▸ Aim of the task
Render every entry below as a numbered list, with any blank lines left out.

▽

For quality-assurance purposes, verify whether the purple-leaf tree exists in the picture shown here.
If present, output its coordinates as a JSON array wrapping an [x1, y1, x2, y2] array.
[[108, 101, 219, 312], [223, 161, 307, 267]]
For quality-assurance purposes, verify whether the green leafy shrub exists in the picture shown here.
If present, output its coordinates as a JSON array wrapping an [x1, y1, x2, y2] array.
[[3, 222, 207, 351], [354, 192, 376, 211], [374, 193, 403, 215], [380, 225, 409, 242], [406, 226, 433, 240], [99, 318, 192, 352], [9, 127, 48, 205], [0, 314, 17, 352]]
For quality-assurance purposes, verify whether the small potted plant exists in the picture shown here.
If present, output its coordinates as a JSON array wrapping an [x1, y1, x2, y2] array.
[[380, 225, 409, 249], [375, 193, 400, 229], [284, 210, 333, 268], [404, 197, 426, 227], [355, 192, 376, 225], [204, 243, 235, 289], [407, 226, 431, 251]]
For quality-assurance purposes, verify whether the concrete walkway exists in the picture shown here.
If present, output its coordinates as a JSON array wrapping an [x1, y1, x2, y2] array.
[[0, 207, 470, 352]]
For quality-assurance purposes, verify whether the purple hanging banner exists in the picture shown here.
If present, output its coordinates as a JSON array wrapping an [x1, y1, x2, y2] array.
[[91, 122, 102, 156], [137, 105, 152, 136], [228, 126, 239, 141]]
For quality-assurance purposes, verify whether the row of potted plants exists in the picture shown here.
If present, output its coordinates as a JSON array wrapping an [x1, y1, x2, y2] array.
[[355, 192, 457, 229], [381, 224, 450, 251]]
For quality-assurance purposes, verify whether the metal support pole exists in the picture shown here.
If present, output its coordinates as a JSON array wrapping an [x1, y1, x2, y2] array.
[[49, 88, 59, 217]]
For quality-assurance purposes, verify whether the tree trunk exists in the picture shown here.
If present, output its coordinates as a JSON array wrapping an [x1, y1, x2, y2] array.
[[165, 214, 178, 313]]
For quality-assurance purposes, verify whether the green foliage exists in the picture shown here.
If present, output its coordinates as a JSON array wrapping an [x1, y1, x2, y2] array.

△

▸ Solution to the exercise
1. For quality-assurance purposes, verify whether the purple-leaf tree exists in the picture shown here.
2. If present, output its coordinates as a JSON array wrapping an [x1, y1, x2, y2] array.
3. [[108, 101, 219, 312], [223, 161, 307, 267]]
4. For quality-assurance purposes, verify whether the green leafy shrub exists in the picture shown here.
5. If present, output its coordinates as a JSON array wrapping an [x1, y1, x2, y2] array.
6. [[3, 222, 207, 351], [354, 192, 376, 211], [374, 193, 403, 215], [380, 225, 409, 242], [406, 226, 433, 240], [99, 318, 192, 352], [9, 127, 48, 205], [0, 314, 17, 352]]
7. For quality-assurance purposes, verify whether the small potted plant exists in the picture shown here.
8. If present, output its coordinates as a JSON array wrapping an [x1, y1, x2, y2] array.
9. [[380, 225, 409, 249], [375, 193, 400, 229], [284, 210, 333, 268], [404, 197, 426, 227], [355, 192, 376, 225], [204, 243, 235, 289], [407, 226, 431, 251]]
10. For quality-assurance purposes, verify whether the concrete walkway exists in the picture shown here.
11. If present, output its coordinates as a JSON array wrapping an [x1, y1, x2, y2] array.
12. [[0, 207, 470, 352]]
13. For quality-assurance purposes, verify whether the purple hanging banner exists in the picture shown here.
14. If present, output its coordinates as a JSON array wrapping an [x1, y1, x2, y2] array.
15. [[91, 122, 102, 156], [137, 105, 152, 136], [228, 126, 239, 141]]
16. For quality-assurance purposes, verify whether the row of potted plants exists in the picture shown here.
17. If present, output its coordinates as a JSON array wrapping an [x1, y1, x2, y2] array.
18. [[355, 192, 457, 229], [381, 224, 450, 251]]
19. For quality-assurance purposes, verify whether the metal support pole exists in the picture shown here.
20. If present, output its coordinates as a JSON array wrapping an [x1, y1, x2, y2] array.
21. [[49, 88, 59, 217]]
22. For quality-assurance purposes, verify whether the tree trunk exists in the picture shown here.
23. If present, output its coordinates as a JSON array wrapping an [x1, y1, x2, y2] array.
24. [[165, 214, 178, 313]]
25. For quality-assurance purposes, verify whether the green foliage exists in the picture shown here.
26. If present, output its coordinates as a JSON array wrapping an [x1, y1, x2, y2] array.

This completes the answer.